J'ai vu cette semaine AS BESTAS, le dernier film du réalisateur espagnol Rodrigo Sorogoyen.

Voici le synopsis:

Antoine et Olga, un couple de Français, sont installés depuis longtemps dans un petit village de Galice. Ils ont une ferme et restaurent des maisons abandonnées pour faciliter le repeuplement. Tout devrait être idyllique mais un grave conflit avec leurs voisins fait monter la tension jusqu’à l’irréparable…

Je vais essayer de vous  parler d'AS BESTAS tout en dévoilant le moins possible l'intrigue.

AS BESTAS est un film rude, une histoire d'hommes vue à travers les yeux d'une femme. Le couple de français est parfaitement intégré à la vie du village, sait parler leur langue, mais ils vont faire des choix qui vont créer de vives tensions avec leurs proches voisins, notamment les 2 frères Xan et Lorenzo.

Xan est particulièrement inquiétant en paysan têtu qui n'est jamais sorti de la ferme mais qui a un caractère fort, forgé aux durs travaux agricoles. Xan apparaît comme un rustre mais il est doté également d'une intelligence fine sur la nature humaine. Il sait percer les coeurs ! Il est porteur de valeurs ancestrales liées à la terre et d'un droit non-écrit qui régit les rapports entre paysans.

Face à lui Antoine représente un autre caractère très fort. Le film ne tombe pas dans la caricature et Antoine n'est pas un écolo qui vit en dehors des réalités. Sa compagne Olga et lui savent eux-aussi travailler dur et se plier aux exigences de la vie à la campagne.

Les dialogues entre Xan et Antoine, notamment au bar du village, sont particulièrement bien écrits: oppressants, à couper le souffle. On sent à chaque instant l'imminence d'un possible drame.

L'histoire s'étale dans le temps. On voit passer les saisons ce qui nous donne droit à de magnifiques images de la campagne galicienne. C'est un film fait de longs silences également: la nature, le rythme des saisons et les bruits du vent y parlent, à leur manière...

On est très loin d'une image bucolique du retour à la nature. N'y survivent que les gens forts, les gens taillés pour. Pas de glamour ici. En cela le film m'a un peu rappelé DELIVRANCE où, là aussi, le retour à la vie campagnarde n'était pas un chemin bordé de roses. Le "paradis espéré" que suppose le retour à la vie rurale existe mais il faut en payer le tribut. La nature impose ses vérités aux hommes et aux femmes.

**Consigne écrite 1**
Donnez sous forme de liste JSON de chaînes une partie des enregistrements ci-dessous, avec une chaîne par ligne et sans les lignes vides. Commencez à la ligne qui contient « Return one point per instance of the green shrub » et arrêtez-vous après celle qui contient « x=342, y=122 ».

**Enregistrements fournis**
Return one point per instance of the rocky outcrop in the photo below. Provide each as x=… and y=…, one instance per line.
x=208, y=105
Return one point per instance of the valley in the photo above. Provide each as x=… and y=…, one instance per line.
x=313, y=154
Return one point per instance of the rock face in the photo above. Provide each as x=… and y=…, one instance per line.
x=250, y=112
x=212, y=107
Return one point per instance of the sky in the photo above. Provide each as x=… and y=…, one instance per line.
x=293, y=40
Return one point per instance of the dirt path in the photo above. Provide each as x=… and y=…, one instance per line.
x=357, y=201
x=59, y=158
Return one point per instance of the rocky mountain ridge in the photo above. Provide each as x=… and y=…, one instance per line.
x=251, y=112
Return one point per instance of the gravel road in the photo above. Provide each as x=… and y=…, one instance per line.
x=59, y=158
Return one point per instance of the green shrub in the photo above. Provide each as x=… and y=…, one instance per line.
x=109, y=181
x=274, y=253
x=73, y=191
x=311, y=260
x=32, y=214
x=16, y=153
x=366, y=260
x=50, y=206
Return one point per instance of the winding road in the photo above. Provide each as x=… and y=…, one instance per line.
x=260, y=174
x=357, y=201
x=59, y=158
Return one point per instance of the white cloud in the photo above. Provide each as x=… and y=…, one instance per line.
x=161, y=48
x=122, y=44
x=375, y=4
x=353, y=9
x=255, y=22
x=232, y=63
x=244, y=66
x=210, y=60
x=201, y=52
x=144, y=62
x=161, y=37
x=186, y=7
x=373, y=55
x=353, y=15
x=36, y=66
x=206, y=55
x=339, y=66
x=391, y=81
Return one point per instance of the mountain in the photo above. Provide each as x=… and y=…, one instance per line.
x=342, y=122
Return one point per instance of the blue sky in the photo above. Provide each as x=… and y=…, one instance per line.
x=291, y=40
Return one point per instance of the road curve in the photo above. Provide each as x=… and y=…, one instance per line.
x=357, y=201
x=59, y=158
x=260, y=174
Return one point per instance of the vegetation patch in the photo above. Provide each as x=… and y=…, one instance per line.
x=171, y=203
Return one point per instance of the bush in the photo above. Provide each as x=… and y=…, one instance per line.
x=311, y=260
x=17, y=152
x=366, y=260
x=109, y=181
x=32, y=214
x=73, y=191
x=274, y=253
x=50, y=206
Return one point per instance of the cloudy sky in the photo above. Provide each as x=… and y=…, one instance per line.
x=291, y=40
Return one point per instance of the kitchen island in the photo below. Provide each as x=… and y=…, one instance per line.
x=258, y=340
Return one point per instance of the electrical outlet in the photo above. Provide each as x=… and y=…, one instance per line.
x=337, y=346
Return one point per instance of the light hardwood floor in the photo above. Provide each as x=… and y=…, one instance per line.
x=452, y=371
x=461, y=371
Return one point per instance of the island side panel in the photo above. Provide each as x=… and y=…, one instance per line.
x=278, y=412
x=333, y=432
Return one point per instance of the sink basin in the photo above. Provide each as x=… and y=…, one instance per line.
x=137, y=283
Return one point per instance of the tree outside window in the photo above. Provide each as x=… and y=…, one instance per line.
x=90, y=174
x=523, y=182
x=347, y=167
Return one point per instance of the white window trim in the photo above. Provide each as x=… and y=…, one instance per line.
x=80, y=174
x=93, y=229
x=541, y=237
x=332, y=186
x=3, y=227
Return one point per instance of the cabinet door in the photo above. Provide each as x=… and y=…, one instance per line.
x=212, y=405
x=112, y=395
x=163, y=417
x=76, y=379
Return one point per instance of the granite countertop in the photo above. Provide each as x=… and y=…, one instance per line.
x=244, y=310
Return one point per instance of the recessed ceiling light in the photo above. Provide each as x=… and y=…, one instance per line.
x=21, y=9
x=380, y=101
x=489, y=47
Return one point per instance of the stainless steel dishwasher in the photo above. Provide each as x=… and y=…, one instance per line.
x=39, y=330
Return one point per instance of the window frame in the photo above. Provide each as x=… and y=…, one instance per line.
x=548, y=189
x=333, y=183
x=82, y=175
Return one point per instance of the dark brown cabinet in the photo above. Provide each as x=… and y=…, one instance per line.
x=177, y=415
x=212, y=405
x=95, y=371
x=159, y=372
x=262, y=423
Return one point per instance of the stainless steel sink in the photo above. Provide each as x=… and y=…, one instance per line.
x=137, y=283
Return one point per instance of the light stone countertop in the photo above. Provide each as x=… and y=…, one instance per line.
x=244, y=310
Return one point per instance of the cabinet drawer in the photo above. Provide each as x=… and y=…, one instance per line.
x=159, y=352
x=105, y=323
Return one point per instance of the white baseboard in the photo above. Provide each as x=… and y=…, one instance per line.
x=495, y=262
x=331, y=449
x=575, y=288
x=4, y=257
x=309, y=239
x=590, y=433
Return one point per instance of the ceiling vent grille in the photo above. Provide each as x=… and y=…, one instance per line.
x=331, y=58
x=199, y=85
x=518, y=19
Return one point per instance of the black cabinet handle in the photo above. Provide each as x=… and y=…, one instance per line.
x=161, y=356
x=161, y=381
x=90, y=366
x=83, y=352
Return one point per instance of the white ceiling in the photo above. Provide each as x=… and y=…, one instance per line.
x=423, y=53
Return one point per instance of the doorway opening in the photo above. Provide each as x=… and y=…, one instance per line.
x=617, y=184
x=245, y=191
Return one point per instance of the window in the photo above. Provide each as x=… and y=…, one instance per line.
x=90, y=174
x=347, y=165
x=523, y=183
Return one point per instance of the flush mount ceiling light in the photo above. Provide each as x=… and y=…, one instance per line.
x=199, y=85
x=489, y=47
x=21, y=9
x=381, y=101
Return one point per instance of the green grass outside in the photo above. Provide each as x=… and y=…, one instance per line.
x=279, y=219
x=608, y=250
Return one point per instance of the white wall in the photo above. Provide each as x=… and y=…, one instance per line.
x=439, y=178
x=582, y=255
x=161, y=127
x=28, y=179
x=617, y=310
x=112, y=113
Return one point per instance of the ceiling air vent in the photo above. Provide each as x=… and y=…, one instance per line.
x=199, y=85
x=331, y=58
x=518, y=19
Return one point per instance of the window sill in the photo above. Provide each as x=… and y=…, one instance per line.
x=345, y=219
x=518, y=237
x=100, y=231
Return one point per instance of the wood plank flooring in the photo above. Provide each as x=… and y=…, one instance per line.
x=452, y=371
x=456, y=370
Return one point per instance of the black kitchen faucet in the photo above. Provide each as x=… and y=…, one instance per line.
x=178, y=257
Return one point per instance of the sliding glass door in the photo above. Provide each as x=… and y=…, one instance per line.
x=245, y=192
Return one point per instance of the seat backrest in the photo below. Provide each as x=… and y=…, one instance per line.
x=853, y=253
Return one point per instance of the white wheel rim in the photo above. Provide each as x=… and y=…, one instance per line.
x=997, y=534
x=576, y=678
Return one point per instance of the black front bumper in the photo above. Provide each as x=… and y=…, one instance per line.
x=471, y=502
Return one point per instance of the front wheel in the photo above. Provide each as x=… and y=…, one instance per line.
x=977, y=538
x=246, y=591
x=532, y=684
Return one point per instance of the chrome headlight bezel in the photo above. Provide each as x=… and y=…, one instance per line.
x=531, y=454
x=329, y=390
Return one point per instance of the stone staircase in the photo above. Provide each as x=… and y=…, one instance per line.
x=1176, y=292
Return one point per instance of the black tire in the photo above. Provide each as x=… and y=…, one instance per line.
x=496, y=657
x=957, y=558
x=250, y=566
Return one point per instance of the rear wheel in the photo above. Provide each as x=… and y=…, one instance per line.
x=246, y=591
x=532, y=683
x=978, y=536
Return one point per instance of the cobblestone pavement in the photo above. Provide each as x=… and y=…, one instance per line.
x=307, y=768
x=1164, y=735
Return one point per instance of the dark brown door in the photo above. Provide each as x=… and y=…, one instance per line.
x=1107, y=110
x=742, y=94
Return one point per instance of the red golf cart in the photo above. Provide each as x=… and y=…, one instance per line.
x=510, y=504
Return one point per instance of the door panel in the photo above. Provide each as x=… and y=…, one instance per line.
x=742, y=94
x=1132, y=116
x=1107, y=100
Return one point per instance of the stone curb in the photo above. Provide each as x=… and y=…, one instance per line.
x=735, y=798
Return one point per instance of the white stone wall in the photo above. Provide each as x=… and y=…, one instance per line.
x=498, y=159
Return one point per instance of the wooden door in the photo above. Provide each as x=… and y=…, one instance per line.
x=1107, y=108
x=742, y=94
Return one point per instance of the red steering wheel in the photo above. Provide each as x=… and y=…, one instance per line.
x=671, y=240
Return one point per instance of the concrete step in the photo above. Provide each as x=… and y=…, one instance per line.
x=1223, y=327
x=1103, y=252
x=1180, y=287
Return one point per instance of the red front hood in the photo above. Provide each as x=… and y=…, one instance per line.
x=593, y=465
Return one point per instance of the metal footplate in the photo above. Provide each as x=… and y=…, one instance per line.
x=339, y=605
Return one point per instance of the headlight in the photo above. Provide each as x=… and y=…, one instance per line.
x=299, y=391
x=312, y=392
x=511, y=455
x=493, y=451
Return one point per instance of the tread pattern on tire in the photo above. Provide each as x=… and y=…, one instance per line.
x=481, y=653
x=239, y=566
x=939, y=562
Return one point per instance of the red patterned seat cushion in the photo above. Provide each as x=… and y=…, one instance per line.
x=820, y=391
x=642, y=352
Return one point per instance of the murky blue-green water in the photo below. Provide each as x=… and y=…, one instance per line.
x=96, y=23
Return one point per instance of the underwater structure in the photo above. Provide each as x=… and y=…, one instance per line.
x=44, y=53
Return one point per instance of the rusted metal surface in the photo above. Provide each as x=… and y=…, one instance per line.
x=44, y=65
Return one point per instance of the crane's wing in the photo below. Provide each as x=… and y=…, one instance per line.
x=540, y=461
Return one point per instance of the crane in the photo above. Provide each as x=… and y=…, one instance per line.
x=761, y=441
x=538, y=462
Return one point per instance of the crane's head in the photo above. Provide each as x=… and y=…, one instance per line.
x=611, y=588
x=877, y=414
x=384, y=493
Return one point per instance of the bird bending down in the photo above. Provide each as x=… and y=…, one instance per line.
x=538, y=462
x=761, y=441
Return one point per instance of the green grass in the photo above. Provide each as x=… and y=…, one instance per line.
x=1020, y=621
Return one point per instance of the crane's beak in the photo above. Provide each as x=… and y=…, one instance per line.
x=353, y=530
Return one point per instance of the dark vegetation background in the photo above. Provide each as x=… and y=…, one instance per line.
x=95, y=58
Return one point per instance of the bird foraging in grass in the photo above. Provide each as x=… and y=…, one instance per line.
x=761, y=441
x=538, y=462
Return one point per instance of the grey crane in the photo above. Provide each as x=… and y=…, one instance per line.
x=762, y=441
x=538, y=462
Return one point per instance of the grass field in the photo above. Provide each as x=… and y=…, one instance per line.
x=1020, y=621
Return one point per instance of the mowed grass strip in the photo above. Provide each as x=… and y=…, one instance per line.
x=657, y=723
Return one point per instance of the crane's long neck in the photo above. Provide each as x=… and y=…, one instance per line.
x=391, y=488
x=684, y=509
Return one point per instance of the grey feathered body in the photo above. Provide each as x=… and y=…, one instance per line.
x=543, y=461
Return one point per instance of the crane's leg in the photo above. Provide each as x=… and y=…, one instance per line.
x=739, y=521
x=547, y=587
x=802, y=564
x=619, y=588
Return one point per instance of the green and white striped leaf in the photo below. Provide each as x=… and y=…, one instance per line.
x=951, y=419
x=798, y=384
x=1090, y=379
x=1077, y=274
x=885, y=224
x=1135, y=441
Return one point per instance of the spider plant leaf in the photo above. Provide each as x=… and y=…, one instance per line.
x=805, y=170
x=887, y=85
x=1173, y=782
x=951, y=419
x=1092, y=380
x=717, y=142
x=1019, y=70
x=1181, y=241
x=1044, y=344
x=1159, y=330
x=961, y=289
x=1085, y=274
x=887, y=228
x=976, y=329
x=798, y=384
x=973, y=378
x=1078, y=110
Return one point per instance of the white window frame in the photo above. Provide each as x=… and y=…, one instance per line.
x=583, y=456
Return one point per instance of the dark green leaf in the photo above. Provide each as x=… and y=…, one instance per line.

**Consigne écrite 2**
Recopiez à l'identique le passage de la critique du film AS BESTAS qui commence aux mots « Face à lui Antoine » et s'arrête après les mots « parlent, à leur manière... ».

**Résultat final 1**
[
  "Return one point per instance of the green shrub in the photo above. Provide each as x=… and y=…, one instance per line.",
  "x=109, y=181",
  "x=274, y=253",
  "x=73, y=191",
  "x=311, y=260",
  "x=32, y=214",
  "x=16, y=153",
  "x=366, y=260",
  "x=50, y=206",
  "Return one point per instance of the winding road in the photo above. Provide each as x=… and y=…, one instance per line.",
  "x=260, y=174",
  "x=357, y=201",
  "x=59, y=158",
  "Return one point per instance of the white cloud in the photo above. Provide each as x=… and y=…, one instance per line.",
  "x=161, y=48",
  "x=122, y=44",
  "x=375, y=4",
  "x=353, y=9",
  "x=255, y=22",
  "x=232, y=63",
  "x=244, y=66",
  "x=210, y=60",
  "x=201, y=52",
  "x=144, y=62",
  "x=161, y=37",
  "x=186, y=7",
  "x=373, y=55",
  "x=353, y=15",
  "x=36, y=66",
  "x=206, y=55",
  "x=339, y=66",
  "x=391, y=81",
  "Return one point per instance of the mountain in the photo above. Provide each as x=… and y=…, one instance per line.",
  "x=342, y=122"
]

**Résultat final 2**
Face à lui Antoine représente un autre caractère très fort. Le film ne tombe pas dans la caricature et Antoine n'est pas un écolo qui vit en dehors des réalités. Sa compagne Olga et lui savent eux-aussi travailler dur et se plier aux exigences de la vie à la campagne.

Les dialogues entre Xan et Antoine, notamment au bar du village, sont particulièrement bien écrits: oppressants, à couper le souffle. On sent à chaque instant l'imminence d'un possible drame.

L'histoire s'étale dans le temps. On voit passer les saisons ce qui nous donne droit à de magnifiques images de la campagne galicienne. C'est un film fait de longs silences également: la nature, le rythme des saisons et les bruits du vent y parlent, à leur manière...